Tarefas propostas |
a) Transcreva, do texto sobre a Capela de Nossa Senhora dos Remédios, o trecho que começa nas palavras "Nessa capela, ainda" e termina após as palavras "de Nossa Senhora dos Remédios.".
b) Segundo o texto sobre a Capela de Nossa Senhora dos Remédios, quem trouxe a imagem de Nossa Senhora do Leite para a segunda capela?

Secção do texto |
▽

Entretanto, esta primeira Capela de Santo Estêvão entrou em ruínas dois séculos mais tarde, pelo que foi acabada de demolir a 6 de Novembro de 1564. E a 3 de Agosto de 1565, foi inaugurada uma segunda capela, sita no actual Largo dos Reis. 


Nessa capela, ainda dedicada ao Protomártir, já havia uma imagem de Nossa Senhora do Leite, trazida pelo Bispo D. Manuel de Noronha. Sucede que tal imagem (que se encontra no altar-mor do Santuário) sempre foi invocada como Nossa Senhora dos Remédios.
Não espanta, por isso, que, pouco tempo depois, a denominação oficial da nova Capela de Santo Estêvão tenha sido alterada para Capela de Nossa Senhora dos Remédios. 
A primeira referência escrita à «Capela da Senhora dos Remédios» data de 16 de Abril de 1633, anotando um casamento ali celebrado entre Manuel Fernandes, da Galvã, e Catarina Rodrigues, da Penajóia. Mas, nessa altura, a Capela já era conhecida por este nome há muito tempo.


A devoção a Nossa Senhora dos Remédios foi tal que o templo que se tornara demasiado pequeno para a afluência que tinha. Daí que, a 14 de Fevereiro de 1750, tenha começado a construção do actual Santuário, inaugurado a 22 de Julho de 1761.

△

Amostra de dados |
▽

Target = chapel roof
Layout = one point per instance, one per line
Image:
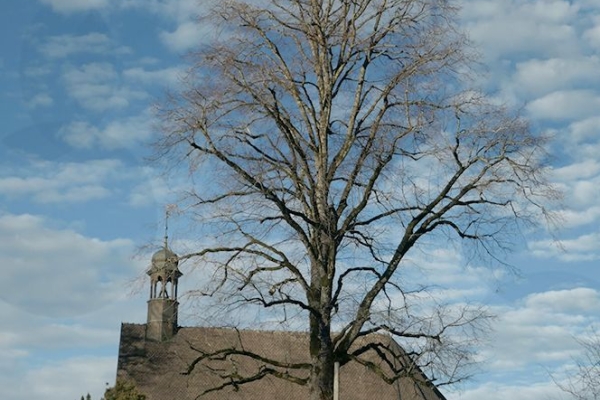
(158, 368)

△

Resultados das tarefas |
a)
Nessa capela, ainda dedicada ao Protomártir, já havia uma imagem de Nossa Senhora do Leite, trazida pelo Bispo D. Manuel de Noronha. Sucede que tal imagem (que se encontra no altar-mor do Santuário) sempre foi invocada como Nossa Senhora dos Remédios.
Não espanta, por isso, que, pouco tempo depois, a denominação oficial da nova Capela de Santo Estêvão tenha sido alterada para Capela de Nossa Senhora dos Remédios.

b) O Bispo D. Manuel de Noronha.